#### Task description:
Please show every line in the items below that contains the word "ring", copying each such line in full.

#### Data provided:

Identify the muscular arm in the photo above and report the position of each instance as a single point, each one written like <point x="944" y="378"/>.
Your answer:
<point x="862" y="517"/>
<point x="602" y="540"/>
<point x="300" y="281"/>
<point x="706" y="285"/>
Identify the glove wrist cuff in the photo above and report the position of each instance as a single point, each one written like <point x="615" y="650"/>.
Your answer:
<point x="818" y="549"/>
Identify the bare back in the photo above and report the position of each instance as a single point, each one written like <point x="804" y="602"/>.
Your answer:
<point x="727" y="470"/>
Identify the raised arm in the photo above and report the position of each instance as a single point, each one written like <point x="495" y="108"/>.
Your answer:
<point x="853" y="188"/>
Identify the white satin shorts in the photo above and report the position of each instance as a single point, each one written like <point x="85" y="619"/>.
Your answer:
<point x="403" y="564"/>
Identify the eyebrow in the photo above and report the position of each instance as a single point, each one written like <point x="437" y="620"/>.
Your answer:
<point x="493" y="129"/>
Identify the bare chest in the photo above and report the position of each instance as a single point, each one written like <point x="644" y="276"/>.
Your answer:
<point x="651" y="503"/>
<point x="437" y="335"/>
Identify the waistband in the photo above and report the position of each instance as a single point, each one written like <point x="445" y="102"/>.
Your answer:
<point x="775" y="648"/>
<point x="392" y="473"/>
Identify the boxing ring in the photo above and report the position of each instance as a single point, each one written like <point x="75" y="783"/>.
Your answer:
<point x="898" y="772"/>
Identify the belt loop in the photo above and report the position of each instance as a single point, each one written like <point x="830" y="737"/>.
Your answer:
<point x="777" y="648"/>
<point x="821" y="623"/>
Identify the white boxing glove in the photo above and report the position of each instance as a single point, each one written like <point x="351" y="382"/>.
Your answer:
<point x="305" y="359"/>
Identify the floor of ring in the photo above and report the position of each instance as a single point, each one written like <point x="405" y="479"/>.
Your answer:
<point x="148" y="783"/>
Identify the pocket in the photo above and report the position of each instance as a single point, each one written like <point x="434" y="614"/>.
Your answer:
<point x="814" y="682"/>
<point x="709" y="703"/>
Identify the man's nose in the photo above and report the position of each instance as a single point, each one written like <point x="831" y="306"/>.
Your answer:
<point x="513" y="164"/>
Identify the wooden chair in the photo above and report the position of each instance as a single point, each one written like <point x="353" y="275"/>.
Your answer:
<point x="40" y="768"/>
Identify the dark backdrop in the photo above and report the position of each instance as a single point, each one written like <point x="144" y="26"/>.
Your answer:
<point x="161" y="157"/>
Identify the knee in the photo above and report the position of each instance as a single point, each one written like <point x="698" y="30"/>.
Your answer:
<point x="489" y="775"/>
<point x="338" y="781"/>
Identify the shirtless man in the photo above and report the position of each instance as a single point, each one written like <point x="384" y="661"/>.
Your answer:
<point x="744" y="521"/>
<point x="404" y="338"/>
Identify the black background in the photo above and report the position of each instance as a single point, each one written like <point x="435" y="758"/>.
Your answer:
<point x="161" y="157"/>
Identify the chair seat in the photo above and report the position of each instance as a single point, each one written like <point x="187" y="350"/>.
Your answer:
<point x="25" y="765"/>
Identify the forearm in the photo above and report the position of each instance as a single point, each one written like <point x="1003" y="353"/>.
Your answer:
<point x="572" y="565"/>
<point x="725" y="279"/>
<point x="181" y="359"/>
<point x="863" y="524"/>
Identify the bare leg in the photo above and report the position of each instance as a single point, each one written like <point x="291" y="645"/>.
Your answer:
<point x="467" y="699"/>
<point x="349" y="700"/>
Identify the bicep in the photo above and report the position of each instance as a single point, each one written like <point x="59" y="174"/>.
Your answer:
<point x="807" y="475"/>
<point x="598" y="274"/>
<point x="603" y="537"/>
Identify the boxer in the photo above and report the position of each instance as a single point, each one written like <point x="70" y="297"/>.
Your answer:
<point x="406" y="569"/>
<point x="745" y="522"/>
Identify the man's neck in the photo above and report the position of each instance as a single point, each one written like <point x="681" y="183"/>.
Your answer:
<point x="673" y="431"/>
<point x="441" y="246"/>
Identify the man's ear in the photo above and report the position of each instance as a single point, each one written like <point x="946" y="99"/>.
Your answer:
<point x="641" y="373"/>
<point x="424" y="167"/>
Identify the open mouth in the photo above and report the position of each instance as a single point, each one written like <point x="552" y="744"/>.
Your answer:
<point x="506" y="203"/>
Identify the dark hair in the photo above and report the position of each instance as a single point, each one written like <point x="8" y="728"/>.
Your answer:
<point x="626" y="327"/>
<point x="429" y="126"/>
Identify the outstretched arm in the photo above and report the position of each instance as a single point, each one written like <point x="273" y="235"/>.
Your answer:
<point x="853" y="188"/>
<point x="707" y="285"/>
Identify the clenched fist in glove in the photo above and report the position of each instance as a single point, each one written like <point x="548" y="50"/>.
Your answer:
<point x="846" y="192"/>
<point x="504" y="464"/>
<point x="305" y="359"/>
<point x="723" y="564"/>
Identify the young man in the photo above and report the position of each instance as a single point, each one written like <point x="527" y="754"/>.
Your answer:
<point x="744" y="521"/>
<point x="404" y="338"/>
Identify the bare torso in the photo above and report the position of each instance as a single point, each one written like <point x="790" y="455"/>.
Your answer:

* * *

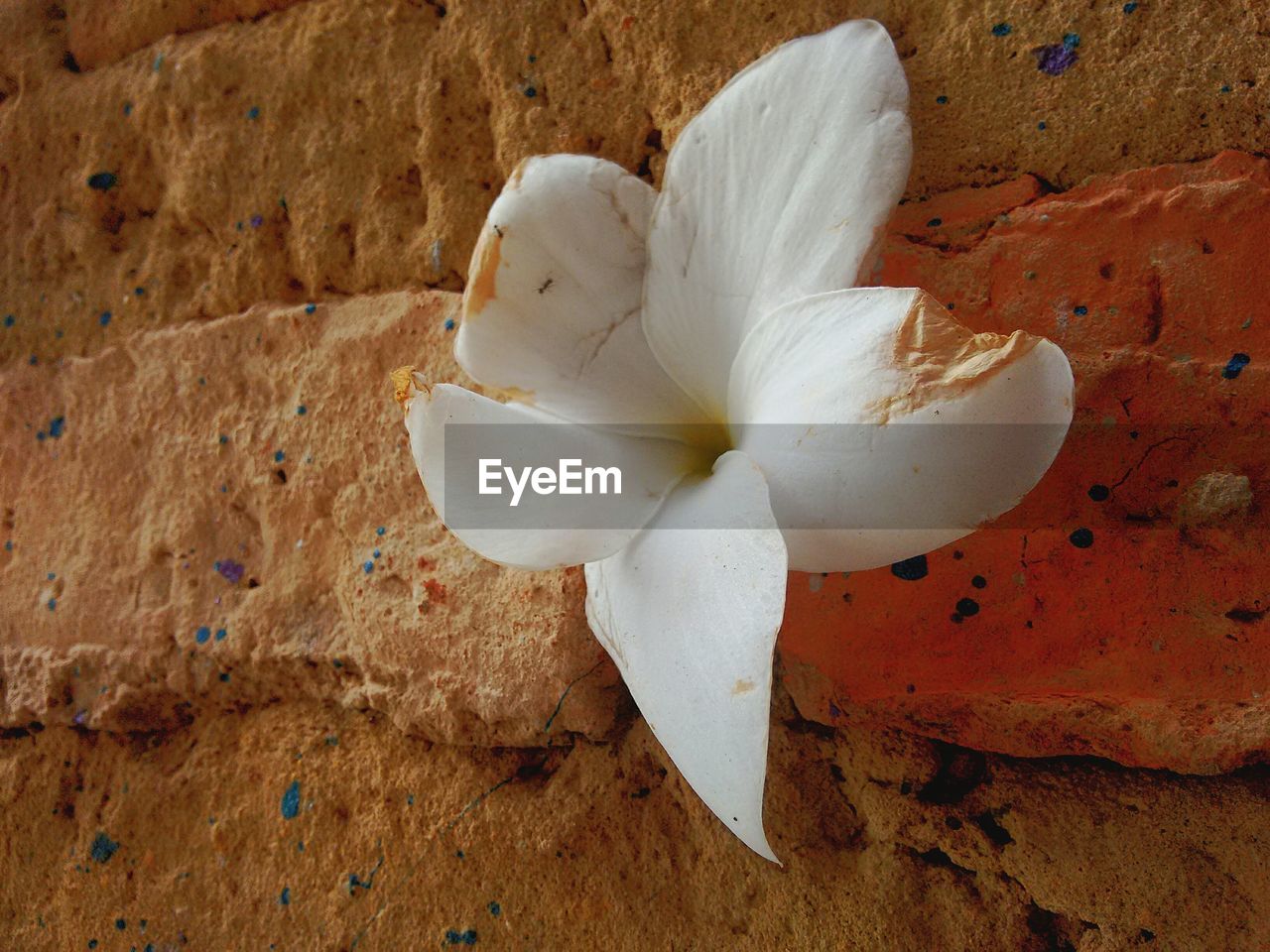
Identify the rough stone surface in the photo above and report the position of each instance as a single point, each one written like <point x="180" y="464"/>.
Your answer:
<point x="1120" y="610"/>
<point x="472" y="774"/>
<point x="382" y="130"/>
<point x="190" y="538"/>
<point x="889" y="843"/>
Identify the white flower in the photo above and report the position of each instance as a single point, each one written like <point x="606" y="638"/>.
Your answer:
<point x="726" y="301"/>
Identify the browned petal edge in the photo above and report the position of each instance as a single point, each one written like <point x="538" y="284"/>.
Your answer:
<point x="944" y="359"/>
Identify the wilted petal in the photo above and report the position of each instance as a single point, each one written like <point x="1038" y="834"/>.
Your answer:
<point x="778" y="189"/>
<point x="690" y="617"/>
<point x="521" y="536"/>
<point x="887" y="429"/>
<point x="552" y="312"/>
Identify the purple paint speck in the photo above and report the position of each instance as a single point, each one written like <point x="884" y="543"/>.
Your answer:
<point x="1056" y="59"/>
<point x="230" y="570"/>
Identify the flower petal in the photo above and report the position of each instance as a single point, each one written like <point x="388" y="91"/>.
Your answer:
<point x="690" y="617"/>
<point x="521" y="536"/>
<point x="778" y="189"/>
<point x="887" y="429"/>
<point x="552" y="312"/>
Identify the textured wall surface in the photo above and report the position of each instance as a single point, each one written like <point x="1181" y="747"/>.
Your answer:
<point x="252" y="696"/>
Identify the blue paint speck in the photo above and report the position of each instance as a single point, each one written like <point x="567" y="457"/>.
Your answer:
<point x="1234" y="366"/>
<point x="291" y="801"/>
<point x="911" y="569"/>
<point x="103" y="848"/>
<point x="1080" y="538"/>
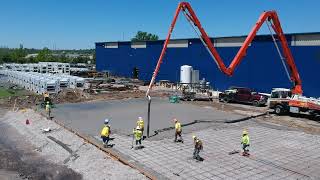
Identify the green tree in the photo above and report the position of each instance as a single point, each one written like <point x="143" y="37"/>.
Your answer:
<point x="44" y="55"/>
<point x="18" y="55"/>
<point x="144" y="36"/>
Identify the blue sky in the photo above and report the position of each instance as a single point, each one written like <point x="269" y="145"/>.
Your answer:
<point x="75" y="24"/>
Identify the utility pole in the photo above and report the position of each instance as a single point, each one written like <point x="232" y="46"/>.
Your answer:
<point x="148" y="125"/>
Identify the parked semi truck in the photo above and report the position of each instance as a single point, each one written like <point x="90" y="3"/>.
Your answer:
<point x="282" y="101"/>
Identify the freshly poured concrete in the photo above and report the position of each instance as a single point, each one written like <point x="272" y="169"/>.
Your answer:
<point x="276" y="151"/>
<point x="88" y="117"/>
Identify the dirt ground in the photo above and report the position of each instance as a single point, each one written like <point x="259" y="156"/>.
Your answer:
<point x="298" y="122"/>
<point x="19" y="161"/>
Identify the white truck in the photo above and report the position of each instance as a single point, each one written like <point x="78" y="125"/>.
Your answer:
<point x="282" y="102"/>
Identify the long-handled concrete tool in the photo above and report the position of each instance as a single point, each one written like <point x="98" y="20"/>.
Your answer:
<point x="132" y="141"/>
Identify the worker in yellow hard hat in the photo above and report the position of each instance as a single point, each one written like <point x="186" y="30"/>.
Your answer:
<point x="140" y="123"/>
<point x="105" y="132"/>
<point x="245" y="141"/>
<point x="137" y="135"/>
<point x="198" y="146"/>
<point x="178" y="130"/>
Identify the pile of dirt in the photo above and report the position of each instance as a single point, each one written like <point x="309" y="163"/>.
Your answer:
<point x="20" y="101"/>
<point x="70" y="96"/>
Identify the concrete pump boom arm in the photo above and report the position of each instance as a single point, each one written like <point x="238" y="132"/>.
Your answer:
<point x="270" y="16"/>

#### Exercise answer:
Identify the boxing ring in the photo above and report the position of each instance as a single point, each one written like <point x="75" y="783"/>.
Identify the floor of ring in the photo above and report the position of each instance as a single point, each one written like <point x="405" y="479"/>.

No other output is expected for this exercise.